Tufts Medical Center: 'We're Ready' If Nurses Strike Wednesday
BOSTON (CBS) -- Officials at Tufts Medical Center said they are prepared in the event that nurses go through with their planned strike on Wednesday.
"We have all the resources we need... to take care of all our patients," Chief Nursing Officer Terry Hudson-Jinks, RN, said at a press conference Monday morning.
The one-day strike is a protest of what the Massachusetts Nurses Association says are the hospital's "safety issues." They're asking for more nurses, wage improvements, and pension protections for the 1,200 nurses they represent at the hospital.
It could be the first strike at a major hospital in Boston in more than 30 years.
Barbara Tiller, a nurse co-chair of the union negotiating team, told WBZ NewsRadio 1030's Carl Stevens there are three major unresolved issues with the hospital.
"Staffing, wages, and an adequate retirement package," said Tiller, who has been a nurse at Tufts for 27 years.

Data:
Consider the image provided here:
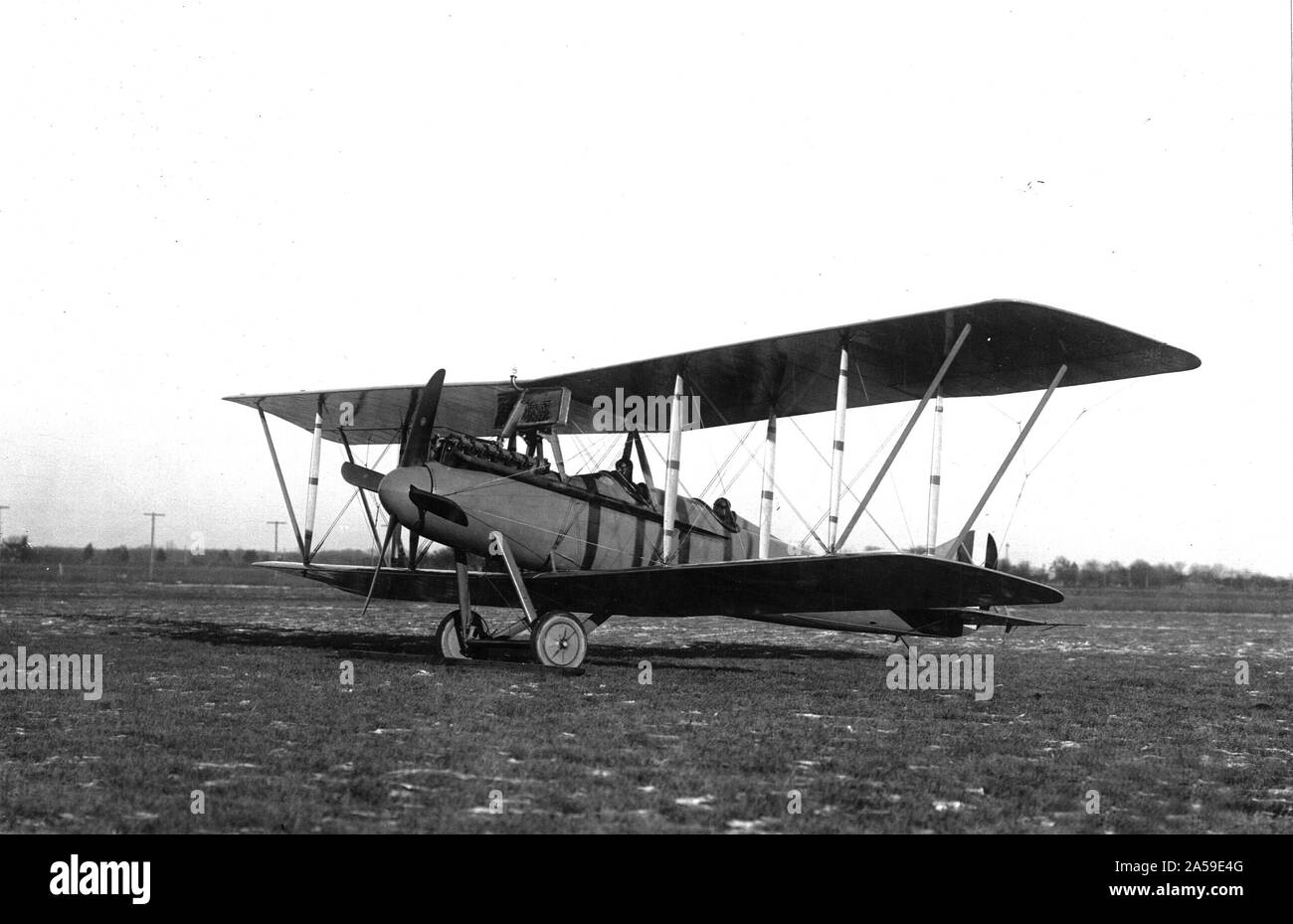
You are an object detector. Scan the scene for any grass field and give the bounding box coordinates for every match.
[0,566,1293,832]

Tasks and exercises:
1. In the Tufts nurse strike article, how many nurses does the Massachusetts Nurses Association represent at the hospital?
2. Echo the stretch of the Tufts nurse strike article from "The one-day strike" through "with the hospital.".
3. Condense the paragraph of the Tufts nurse strike article that begins "The one-day strike is a protest" into a shorter version that keeps its main facts.

Answers to the exercise:
1. 1,200 nurses.

2.
The one-day strike is a protest of what the Massachusetts Nurses Association says are the hospital's "safety issues." They're asking for more nurses, wage improvements, and pension protections for the 1,200 nurses they represent at the hospital.
It could be the first strike at a major hospital in Boston in more than 30 years.
Barbara Tiller, a nurse co-chair of the union negotiating team, told WBZ NewsRadio 1030's Carl Stevens there are three major unresolved issues with the hospital.

3. The Massachusetts Nurses Association calls the one-day strike a protest of the hospital's "safety issues." For the 1,200 nurses it represents there, the union wants more nurses, better wages, and pension protections.